- [STATED PROBLEM 1] Reproduce verbatim the passage of the blog post below, from "Better Read that" up to and including "I’m a pterodactyl.".

- [TEXT TO READ]
_ _ _ _ _ _ _
Thursday, July 28, 2011

Better Read that Red

The tyranny of the ignoramuses is insurmountable
And assured for all time.
--Albert Einstein

I'm so excited! I just got my first negative gmail response to Commune of Women! It was so succinct and brilliantly worded! It read, in full: "commie."

Now, I've been called many things in my life, including late to supper, but never a communist. So let me say this once and for all: I am not a communist. Of course, that states the obvious. Denying that I‘m a communist is roughly equivalent to denying that I’m a pterodactyl. 

The sender, whose name I shall graciously decline to mention, apparently assumes that anyone who uses the word commune in a title is automatically a communist. By this fascinating logic, books or films with titles like The Scarlet Letter, The Red Badge of Courage, or “Pretty in Pink” become highly suspect, not to mention a band like Pink Floyd or a character like Scarlett O’Hara or a song like “Red Sails in the Sunset,” which one now must concede might be advertising a Russian cruise line. And let’s not even think about what folks like Red Skelton or Groucho Marx were up to!

By all appearances, even the communists aren’t really communists, anymore. The Russians have come out strongly in favor of capitalist, every-man-for-himself down-and-dirty money-making; the Sendero Luminoso or Shining Path, the Maoist Communist organization in Peru, has shifted its activities to smuggling Colombian cocaine; and my Chinese friend reports that Chinese young people are totally indifferent to their government’s propaganda and just want to have the same freedoms and lifestyle we enjoy in the West. I’m sure there are still some diehard commies left somewhere, but--let me say it, again--I am not one of them. Not that it’s anyone else’s business, if I were.

I must say I find being called a commie rather revitalizing. Not, of course, because it has anything whatsoever to do with my actual personal politics, but because it puts me so squarely in opposition to that ancient body of evil, the McCarthyites. I can make light of being this man’s target, but we must never forget that in the 1950s such an unfounded accusation could ruin a career or sterling reputation, and even send someone to prison or drive them to suicide. Blacklisting depended far less on fact than on innuendo, gossip and outright malice.
_ _ _ _ _ _ _
Point annotation dataset records:
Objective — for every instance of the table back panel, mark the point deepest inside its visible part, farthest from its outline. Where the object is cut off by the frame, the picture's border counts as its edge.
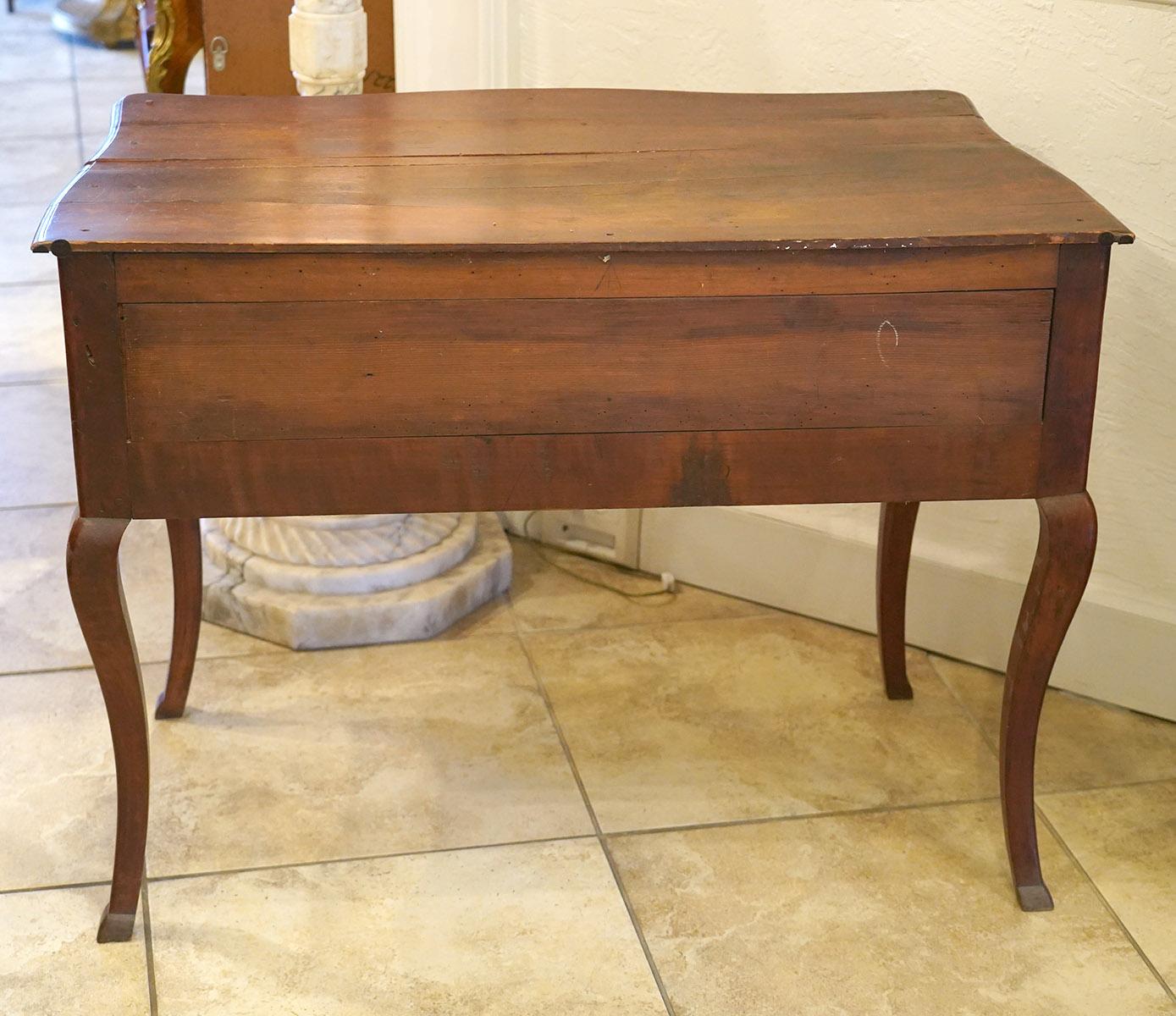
(446, 367)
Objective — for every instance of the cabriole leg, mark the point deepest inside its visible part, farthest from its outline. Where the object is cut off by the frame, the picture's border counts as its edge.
(1066, 549)
(897, 527)
(184, 535)
(92, 566)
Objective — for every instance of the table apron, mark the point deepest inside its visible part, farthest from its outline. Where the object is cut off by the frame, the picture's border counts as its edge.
(585, 471)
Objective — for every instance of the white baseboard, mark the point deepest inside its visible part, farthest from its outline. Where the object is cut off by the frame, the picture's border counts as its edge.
(1109, 654)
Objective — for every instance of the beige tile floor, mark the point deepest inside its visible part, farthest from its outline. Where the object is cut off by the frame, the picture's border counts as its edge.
(571, 803)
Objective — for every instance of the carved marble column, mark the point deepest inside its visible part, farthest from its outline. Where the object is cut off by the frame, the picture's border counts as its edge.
(329, 46)
(351, 580)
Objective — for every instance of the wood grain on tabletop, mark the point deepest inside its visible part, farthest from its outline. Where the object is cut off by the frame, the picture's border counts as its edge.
(564, 168)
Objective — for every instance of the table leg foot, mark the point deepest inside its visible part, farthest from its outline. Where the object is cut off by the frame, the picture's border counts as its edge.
(1035, 898)
(115, 927)
(897, 528)
(92, 568)
(184, 537)
(1066, 550)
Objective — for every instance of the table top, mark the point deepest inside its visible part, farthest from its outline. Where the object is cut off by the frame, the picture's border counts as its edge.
(564, 169)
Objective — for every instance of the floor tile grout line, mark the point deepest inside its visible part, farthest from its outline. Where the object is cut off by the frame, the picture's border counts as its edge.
(1114, 914)
(1128, 785)
(768, 611)
(802, 816)
(150, 952)
(65, 668)
(595, 822)
(54, 888)
(211, 873)
(360, 859)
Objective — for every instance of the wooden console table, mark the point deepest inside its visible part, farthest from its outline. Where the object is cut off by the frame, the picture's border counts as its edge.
(467, 301)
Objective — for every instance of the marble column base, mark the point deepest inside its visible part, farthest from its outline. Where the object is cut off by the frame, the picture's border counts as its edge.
(315, 608)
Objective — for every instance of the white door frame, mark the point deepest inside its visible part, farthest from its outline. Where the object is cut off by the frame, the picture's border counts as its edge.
(455, 44)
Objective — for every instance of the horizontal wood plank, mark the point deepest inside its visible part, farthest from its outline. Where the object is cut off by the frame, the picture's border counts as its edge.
(242, 278)
(440, 367)
(583, 471)
(565, 169)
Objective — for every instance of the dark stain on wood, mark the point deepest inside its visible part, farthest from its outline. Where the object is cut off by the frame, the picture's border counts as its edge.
(704, 475)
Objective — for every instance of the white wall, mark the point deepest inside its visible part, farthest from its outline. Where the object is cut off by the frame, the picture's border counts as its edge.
(1089, 86)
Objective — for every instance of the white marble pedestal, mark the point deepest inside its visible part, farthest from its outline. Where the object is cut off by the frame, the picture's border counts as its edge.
(351, 580)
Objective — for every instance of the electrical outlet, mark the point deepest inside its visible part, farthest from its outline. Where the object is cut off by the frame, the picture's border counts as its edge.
(611, 534)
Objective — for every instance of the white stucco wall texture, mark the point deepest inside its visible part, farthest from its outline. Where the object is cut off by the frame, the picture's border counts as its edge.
(1088, 86)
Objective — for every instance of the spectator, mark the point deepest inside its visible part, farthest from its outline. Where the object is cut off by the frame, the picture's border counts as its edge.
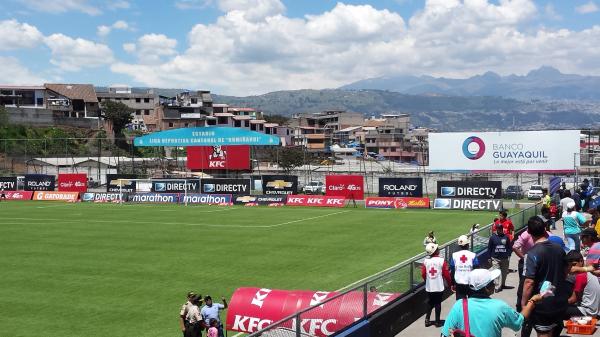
(211, 310)
(434, 271)
(461, 264)
(491, 314)
(545, 261)
(499, 248)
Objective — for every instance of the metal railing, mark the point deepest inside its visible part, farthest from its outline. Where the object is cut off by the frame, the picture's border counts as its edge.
(365, 297)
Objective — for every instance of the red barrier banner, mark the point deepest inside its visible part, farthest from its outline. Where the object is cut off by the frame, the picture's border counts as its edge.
(348, 186)
(390, 202)
(253, 309)
(18, 195)
(72, 182)
(56, 196)
(315, 201)
(233, 157)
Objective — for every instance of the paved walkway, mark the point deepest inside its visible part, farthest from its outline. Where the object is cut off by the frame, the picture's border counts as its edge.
(509, 296)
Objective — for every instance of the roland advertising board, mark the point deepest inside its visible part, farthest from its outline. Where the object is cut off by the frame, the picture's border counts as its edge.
(519, 151)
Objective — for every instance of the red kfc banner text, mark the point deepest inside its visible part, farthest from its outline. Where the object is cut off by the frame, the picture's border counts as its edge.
(253, 309)
(233, 157)
(315, 201)
(56, 196)
(18, 195)
(390, 202)
(72, 182)
(348, 186)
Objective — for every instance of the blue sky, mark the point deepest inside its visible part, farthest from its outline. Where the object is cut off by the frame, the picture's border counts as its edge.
(247, 47)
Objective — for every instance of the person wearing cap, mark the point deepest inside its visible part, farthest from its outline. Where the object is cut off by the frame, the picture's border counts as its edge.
(487, 316)
(434, 271)
(461, 264)
(499, 249)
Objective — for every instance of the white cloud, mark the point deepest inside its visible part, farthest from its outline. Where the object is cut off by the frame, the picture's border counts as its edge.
(587, 8)
(71, 54)
(16, 35)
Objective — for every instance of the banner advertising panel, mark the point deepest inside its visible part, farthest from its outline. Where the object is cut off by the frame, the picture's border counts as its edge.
(176, 185)
(55, 196)
(401, 187)
(8, 183)
(469, 189)
(520, 151)
(120, 183)
(469, 204)
(280, 184)
(72, 182)
(389, 202)
(226, 186)
(315, 201)
(348, 186)
(39, 182)
(218, 157)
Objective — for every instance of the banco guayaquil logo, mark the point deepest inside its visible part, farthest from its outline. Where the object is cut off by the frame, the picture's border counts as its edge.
(473, 148)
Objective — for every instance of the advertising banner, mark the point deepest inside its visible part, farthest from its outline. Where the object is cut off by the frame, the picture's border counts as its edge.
(55, 196)
(401, 187)
(39, 182)
(72, 182)
(280, 184)
(348, 186)
(176, 186)
(315, 201)
(400, 203)
(469, 204)
(520, 151)
(8, 183)
(120, 183)
(226, 186)
(218, 157)
(469, 189)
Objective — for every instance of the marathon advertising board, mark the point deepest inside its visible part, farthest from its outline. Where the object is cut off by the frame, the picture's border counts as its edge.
(348, 186)
(315, 201)
(280, 184)
(72, 182)
(226, 186)
(396, 203)
(469, 204)
(176, 186)
(401, 187)
(469, 189)
(8, 183)
(55, 196)
(39, 182)
(120, 183)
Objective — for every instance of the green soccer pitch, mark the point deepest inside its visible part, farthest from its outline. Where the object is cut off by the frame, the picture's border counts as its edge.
(88, 269)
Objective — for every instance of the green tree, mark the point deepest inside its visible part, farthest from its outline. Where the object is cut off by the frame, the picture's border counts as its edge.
(120, 115)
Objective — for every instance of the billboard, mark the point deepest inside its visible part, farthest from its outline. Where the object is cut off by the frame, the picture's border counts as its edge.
(348, 186)
(218, 157)
(522, 151)
(226, 186)
(72, 182)
(401, 187)
(39, 182)
(473, 189)
(279, 184)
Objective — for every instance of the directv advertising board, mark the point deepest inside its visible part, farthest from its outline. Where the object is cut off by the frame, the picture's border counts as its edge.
(519, 151)
(401, 187)
(469, 189)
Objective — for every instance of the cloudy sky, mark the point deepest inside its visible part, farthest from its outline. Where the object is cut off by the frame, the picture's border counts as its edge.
(245, 47)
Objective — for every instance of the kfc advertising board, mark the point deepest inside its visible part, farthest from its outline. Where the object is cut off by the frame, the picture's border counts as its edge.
(72, 182)
(348, 186)
(315, 201)
(236, 157)
(253, 309)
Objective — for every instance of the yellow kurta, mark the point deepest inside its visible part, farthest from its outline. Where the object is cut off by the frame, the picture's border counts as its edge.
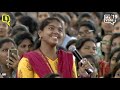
(25, 70)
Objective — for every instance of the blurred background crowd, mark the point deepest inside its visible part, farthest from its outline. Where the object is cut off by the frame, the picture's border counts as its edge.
(94, 39)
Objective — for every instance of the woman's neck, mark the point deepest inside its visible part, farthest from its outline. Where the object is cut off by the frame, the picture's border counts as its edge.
(6, 70)
(48, 51)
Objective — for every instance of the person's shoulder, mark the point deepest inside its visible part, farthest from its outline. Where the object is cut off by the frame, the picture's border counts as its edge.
(65, 52)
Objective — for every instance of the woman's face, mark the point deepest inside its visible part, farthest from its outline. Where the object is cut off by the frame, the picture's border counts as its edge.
(4, 52)
(117, 74)
(88, 48)
(113, 60)
(52, 33)
(105, 44)
(85, 32)
(115, 43)
(107, 27)
(42, 16)
(3, 29)
(25, 46)
(116, 28)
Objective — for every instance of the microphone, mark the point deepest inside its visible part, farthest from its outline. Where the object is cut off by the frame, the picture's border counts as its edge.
(73, 49)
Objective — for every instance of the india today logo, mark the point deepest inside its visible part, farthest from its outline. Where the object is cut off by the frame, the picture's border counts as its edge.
(110, 18)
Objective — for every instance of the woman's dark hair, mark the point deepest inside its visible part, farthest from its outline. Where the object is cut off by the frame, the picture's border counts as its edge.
(116, 68)
(18, 28)
(22, 36)
(43, 24)
(4, 40)
(88, 23)
(12, 18)
(18, 14)
(83, 15)
(92, 58)
(113, 52)
(115, 35)
(82, 41)
(52, 75)
(57, 15)
(70, 43)
(102, 30)
(31, 23)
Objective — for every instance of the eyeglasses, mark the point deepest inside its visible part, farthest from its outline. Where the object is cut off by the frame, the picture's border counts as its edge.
(85, 33)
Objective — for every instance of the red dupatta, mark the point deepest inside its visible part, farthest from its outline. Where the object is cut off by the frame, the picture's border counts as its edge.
_ _ _ _ _ _ _
- [STATED PROBLEM 2] Return every line of the records above that contains the word "woman". Matching is case-sensitive.

- [RESPONSE 1]
Better Read that Red

The tyranny of the ignoramuses is insurmountable
And assured for all time.
--Albert Einstein

I'm so excited! I just got my first negative gmail response to Commune of Women! It was so succinct and brilliantly worded! It read, in full: "commie."

Now, I've been called many things in my life, including late to supper, but never a communist. So let me say this once and for all: I am not a communist. Of course, that states the obvious. Denying that I‘m a communist is roughly equivalent to denying that I’m a pterodactyl.

- [RESPONSE 2]
Objective — for every instance of the woman's neck, mark the point deepest inside its visible part, farthest from its outline. Where the object is cut off by the frame, the picture's border counts as its edge.
Objective — for every instance of the woman's face, mark the point deepest inside its visible part, farthest from its outline. Where the object is cut off by the frame, the picture's border counts as its edge.
Objective — for every instance of the woman's dark hair, mark the point deepest inside its visible part, farthest from its outline. Where the object is cut off by the frame, the picture's border counts as its edge.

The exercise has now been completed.